[RECORDS FOR THIS TASK]

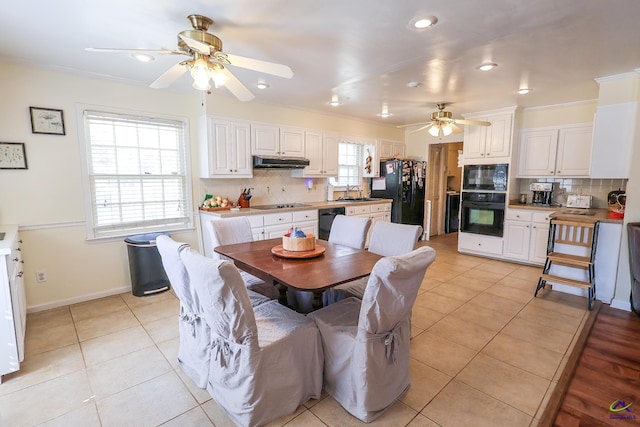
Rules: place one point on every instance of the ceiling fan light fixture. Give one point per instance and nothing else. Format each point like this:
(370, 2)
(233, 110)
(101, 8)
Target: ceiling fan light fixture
(487, 66)
(200, 74)
(262, 85)
(217, 75)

[/RECORDS FOR THIS TASK]

▸ WORK REQUEST
Copy the records exactly. Skip the images.

▸ TASK ANSWER
Rules: place one point on every instance of the ceiling fan light fixture. Give one point per instance and nothing else. Format each point like this:
(370, 2)
(233, 110)
(101, 8)
Target: ceiling fan light fixture
(487, 66)
(200, 74)
(262, 85)
(217, 75)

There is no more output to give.